### SET EXERCISE
Everything from the line that contains "Q: Place a marker on the mountain" through the final line of the records should be written out exactly, and nothing outside that span.
BEGIN
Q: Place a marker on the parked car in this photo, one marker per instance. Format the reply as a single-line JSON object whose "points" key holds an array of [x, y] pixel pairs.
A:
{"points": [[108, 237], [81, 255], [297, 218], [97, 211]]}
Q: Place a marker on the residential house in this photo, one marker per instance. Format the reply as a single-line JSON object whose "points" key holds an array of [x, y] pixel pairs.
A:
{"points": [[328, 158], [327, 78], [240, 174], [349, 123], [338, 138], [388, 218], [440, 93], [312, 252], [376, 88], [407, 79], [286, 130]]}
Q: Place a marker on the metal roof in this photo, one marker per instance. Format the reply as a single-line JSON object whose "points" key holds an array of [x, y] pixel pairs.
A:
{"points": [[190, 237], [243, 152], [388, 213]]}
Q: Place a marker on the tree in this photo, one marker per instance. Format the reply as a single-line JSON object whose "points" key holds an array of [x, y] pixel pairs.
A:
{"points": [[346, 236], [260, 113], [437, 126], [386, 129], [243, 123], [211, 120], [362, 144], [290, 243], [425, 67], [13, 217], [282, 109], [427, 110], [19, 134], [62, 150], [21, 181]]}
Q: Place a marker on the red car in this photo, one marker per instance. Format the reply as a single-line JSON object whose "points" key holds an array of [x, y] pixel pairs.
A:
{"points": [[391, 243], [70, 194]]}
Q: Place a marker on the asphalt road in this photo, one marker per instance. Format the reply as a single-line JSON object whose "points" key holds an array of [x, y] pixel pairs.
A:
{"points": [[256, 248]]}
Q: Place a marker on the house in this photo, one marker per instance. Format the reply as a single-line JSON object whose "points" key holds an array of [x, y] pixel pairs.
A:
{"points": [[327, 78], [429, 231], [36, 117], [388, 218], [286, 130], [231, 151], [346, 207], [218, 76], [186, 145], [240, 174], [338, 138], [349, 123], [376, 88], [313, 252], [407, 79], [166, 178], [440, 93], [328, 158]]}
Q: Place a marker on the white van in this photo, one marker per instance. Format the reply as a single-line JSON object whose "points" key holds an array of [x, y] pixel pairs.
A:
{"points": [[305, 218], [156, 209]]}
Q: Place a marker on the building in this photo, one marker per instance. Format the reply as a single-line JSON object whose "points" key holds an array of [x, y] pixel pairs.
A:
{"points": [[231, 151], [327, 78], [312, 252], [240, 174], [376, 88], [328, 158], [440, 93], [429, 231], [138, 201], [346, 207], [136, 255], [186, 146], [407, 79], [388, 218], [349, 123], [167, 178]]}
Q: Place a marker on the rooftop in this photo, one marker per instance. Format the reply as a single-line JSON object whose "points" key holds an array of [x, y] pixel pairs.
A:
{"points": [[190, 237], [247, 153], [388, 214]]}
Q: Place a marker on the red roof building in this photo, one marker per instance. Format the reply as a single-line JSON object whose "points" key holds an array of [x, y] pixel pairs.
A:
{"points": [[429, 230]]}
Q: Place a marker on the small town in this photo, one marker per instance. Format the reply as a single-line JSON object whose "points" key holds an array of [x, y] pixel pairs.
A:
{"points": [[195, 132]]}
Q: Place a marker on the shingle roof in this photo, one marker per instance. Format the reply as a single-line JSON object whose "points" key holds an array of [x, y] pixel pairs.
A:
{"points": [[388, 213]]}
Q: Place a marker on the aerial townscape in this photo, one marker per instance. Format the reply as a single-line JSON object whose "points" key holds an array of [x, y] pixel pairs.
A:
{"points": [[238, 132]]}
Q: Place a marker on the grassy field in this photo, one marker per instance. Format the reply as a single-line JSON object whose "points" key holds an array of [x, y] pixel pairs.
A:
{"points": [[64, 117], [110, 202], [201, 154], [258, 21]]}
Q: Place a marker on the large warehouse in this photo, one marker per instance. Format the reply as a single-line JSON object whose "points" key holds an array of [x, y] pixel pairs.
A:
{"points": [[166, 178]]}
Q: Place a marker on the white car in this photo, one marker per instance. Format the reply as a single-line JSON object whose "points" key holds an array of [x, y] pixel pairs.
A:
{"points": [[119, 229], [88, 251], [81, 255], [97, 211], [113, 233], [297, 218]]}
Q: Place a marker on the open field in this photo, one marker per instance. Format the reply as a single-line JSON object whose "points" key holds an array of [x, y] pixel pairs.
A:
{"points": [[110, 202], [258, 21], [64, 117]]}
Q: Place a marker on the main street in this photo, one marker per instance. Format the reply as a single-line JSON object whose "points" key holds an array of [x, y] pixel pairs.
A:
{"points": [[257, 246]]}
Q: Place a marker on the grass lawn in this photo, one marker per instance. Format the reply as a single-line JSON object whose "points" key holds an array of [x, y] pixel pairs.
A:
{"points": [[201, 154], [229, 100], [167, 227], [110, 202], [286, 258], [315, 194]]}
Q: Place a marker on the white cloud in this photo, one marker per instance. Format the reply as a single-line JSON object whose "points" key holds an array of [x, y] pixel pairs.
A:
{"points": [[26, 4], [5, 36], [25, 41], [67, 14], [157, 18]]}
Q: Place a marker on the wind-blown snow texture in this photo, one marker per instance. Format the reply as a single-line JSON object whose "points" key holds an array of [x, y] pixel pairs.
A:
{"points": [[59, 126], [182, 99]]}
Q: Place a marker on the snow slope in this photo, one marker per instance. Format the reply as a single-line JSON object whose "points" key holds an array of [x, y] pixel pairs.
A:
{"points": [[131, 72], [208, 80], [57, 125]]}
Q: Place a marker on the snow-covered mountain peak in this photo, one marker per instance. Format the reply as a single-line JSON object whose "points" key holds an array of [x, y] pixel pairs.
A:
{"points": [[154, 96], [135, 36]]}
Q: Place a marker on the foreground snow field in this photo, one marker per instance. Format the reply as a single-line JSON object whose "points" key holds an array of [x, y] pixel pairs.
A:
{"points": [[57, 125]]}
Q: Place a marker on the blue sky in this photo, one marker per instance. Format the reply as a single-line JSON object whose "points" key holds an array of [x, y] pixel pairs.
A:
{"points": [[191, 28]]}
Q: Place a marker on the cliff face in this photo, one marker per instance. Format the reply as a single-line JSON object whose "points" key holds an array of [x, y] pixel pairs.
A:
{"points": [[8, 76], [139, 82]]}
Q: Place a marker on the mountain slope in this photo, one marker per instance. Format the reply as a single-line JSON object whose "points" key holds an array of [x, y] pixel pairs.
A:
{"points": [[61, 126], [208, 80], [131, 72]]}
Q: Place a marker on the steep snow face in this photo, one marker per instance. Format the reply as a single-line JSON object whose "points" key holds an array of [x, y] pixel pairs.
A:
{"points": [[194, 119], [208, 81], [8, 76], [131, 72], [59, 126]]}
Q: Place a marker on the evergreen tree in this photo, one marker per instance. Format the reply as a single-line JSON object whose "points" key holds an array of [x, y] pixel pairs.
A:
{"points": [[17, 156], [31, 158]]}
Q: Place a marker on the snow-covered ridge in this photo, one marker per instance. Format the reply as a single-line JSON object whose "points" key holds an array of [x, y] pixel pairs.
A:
END
### COMPLETED TASK
Q: Place a marker on the mountain slope in this photo, one marker per instance. Format the reply as a single-line JSON object whose "points" key holds an array of [x, y] pixel pairs.
A:
{"points": [[61, 126], [208, 80], [131, 72]]}
Q: Place a marker on the steep snow face in this photo, one marker per instance. Format the reply as a single-line JSON object whose "points" key holds an array of [x, y] pixel pairs.
A:
{"points": [[194, 119], [208, 81], [8, 76], [131, 72], [59, 126]]}
Q: Place a marker on the evergreen tree in this photo, one marker per instance. Format the reply as a single-line JSON object whose "points" key holds an array of [x, y] pixel pairs.
A:
{"points": [[17, 156], [31, 158]]}
Q: Place a marker on the snow-covered ridge in this photo, one marker per instance. Format the reply as a single-line JSON object whose "points" key holds an array of [x, y] pixel pairs.
A:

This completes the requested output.